• _WORK TASK_
Below are some records; find each line that carries the word "white" and copy it.
[[ DATASET, beginning ]]
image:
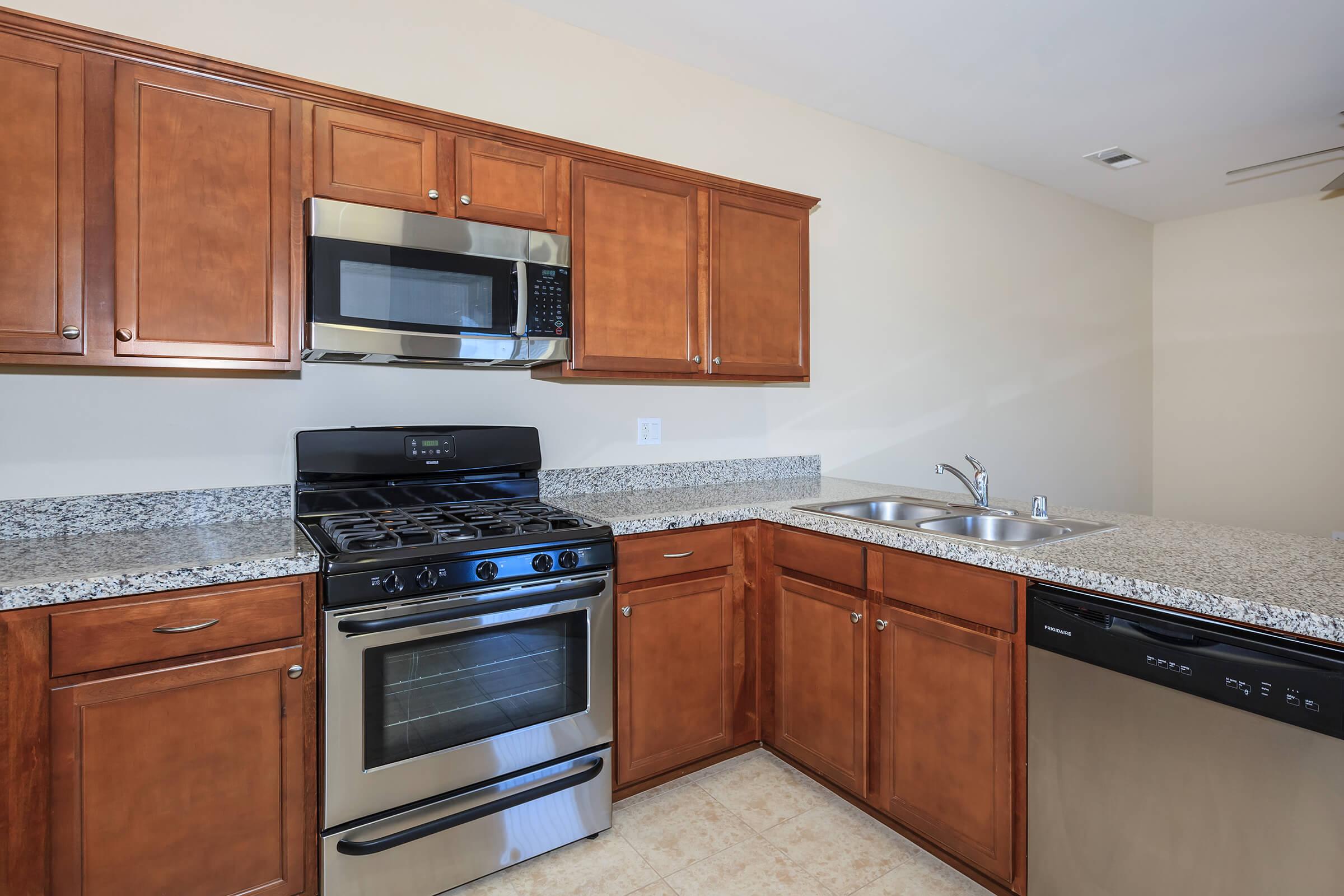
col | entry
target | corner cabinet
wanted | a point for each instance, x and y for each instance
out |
(42, 174)
(636, 278)
(758, 288)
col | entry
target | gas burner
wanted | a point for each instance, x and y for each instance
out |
(442, 523)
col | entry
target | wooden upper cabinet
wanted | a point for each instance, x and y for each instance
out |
(945, 735)
(42, 195)
(380, 162)
(185, 781)
(636, 276)
(674, 682)
(758, 287)
(506, 184)
(822, 682)
(203, 207)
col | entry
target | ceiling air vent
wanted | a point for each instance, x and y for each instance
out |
(1114, 157)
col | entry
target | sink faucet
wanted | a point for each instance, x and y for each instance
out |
(980, 488)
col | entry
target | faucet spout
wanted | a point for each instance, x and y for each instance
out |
(979, 489)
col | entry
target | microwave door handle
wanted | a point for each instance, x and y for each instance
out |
(528, 598)
(521, 324)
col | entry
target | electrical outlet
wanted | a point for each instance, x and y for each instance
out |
(648, 430)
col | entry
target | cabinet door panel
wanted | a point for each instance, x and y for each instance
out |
(507, 184)
(381, 162)
(945, 738)
(674, 685)
(186, 781)
(203, 209)
(822, 682)
(636, 272)
(758, 287)
(42, 189)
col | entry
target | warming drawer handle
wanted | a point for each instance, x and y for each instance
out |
(480, 609)
(475, 813)
(192, 628)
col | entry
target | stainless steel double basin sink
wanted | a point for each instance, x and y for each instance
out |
(1000, 528)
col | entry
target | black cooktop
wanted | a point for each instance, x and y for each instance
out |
(433, 524)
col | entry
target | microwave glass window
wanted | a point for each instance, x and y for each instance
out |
(400, 295)
(444, 692)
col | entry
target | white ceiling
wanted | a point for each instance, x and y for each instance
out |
(1194, 86)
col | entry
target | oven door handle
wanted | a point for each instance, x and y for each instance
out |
(447, 823)
(486, 608)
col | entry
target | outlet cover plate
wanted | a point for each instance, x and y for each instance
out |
(648, 430)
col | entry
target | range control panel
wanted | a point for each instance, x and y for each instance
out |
(467, 573)
(429, 448)
(1273, 679)
(549, 301)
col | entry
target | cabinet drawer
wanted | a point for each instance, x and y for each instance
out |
(823, 558)
(673, 554)
(131, 633)
(967, 593)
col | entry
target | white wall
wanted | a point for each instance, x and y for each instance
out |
(955, 308)
(1249, 363)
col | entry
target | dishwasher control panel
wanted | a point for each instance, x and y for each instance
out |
(1261, 673)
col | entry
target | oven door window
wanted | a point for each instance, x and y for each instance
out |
(409, 289)
(436, 693)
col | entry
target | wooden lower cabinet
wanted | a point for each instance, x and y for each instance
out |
(186, 781)
(675, 678)
(822, 682)
(945, 730)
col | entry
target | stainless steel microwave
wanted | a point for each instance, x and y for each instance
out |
(398, 287)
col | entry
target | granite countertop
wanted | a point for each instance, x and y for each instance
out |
(64, 568)
(1294, 584)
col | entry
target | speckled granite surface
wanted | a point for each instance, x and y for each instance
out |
(1288, 582)
(684, 474)
(106, 564)
(46, 517)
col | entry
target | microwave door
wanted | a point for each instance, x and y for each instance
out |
(412, 291)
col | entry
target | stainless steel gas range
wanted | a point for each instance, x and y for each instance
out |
(467, 656)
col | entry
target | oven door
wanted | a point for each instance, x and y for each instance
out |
(432, 695)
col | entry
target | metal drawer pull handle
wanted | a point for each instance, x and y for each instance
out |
(180, 629)
(486, 810)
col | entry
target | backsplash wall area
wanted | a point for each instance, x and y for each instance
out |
(953, 308)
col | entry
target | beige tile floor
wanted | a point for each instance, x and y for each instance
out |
(746, 827)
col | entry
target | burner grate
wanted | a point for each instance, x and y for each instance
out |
(442, 523)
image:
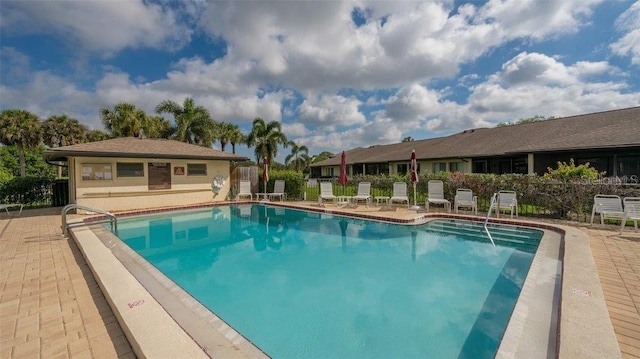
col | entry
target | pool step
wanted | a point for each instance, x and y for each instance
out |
(509, 236)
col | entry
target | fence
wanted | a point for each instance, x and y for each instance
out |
(537, 196)
(35, 192)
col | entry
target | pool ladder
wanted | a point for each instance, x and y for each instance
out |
(486, 221)
(65, 226)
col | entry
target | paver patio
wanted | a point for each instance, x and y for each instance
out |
(52, 307)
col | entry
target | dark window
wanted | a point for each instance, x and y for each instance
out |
(439, 167)
(480, 166)
(126, 169)
(196, 169)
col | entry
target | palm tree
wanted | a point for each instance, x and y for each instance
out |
[[ DATASET, end ]]
• _OUTPUT FOR THIS EXERCISE_
target | white ceiling
target | white wall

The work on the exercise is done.